* start Supplied data *

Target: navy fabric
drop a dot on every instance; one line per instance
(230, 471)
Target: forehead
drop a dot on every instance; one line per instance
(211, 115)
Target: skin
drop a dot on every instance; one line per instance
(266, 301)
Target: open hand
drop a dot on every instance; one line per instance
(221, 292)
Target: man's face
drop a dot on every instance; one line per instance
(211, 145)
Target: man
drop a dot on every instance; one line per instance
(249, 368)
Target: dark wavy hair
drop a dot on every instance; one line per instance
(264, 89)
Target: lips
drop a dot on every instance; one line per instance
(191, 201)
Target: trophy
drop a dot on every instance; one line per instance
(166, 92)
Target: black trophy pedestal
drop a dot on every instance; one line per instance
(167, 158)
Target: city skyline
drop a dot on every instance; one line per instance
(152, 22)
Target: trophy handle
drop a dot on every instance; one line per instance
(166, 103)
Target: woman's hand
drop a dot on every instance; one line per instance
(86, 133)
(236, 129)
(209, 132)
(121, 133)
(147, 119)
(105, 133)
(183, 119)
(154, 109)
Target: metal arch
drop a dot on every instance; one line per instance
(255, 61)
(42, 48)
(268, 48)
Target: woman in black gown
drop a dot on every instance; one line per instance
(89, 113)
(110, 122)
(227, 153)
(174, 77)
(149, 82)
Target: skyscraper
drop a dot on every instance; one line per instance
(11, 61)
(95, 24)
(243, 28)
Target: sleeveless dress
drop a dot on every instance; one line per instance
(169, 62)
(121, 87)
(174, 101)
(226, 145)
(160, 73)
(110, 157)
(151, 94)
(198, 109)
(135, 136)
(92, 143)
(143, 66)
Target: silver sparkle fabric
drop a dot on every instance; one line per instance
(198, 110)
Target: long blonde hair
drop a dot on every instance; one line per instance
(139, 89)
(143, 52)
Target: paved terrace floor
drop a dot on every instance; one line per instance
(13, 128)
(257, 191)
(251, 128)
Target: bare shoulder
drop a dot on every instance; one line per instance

* end Supplied data *

• _Stated task_: Write out all of the records above word for word, keeping every line as it stands.

• _Output of the task_:
Target: navy fabric
drop a dot on every instance; one line per instance
(230, 471)
Target: forehead
drop a dot on every instance; one line per instance
(211, 115)
Target: skin
drop a dot on every instance; one line per instance
(266, 301)
Target: open hand
drop a dot on every instance; one line per instance
(221, 292)
Target: man's face
drop a dot on every instance; one line per instance
(211, 145)
Target: man
drop a dot on every instance; one line per instance
(249, 368)
Target: dark wavy hair
drop a dot on every instance; one line per instance
(264, 89)
Target: lips
drop a dot on every instance; one line per instance
(191, 201)
Target: trophy
drop a dot on every instance; one line per instance
(166, 92)
Target: black trophy pedestal
drop a dot on every instance; one line per instance
(167, 158)
Target: city skyline
drop a dot on every instance; one line per instance
(152, 22)
Target: trophy handle
drop a dot on every instance; one line per instance
(166, 103)
Target: woman's hand
drop a dot on every instance; one line per instance
(86, 133)
(236, 129)
(209, 132)
(121, 133)
(147, 119)
(105, 133)
(183, 119)
(154, 109)
Target: metal arch
drop a dot on every instance; one line per instance
(255, 61)
(42, 48)
(268, 48)
Target: woman in black gown
drop a dot on every instance; one line per instance
(89, 113)
(110, 122)
(227, 153)
(174, 77)
(149, 82)
Target: skyscraper
drop a dot on every instance; one line per instance
(11, 61)
(95, 24)
(243, 28)
Target: sleeveless dress
drop a dot on every instance; one line per instance
(169, 62)
(121, 87)
(174, 101)
(226, 145)
(160, 73)
(110, 157)
(151, 94)
(198, 109)
(135, 136)
(92, 143)
(143, 66)
Target: silver sparkle fabric
drop a dot on every instance; one line per instance
(198, 110)
Target: long blonde hair
drop a dot on every instance; one line per instance
(139, 89)
(143, 52)
Target: paved terrace floor
drop a dot on every instance; one line per instance
(13, 128)
(257, 191)
(251, 128)
Target: bare shoulder
drop a dot on every instance; one line per instance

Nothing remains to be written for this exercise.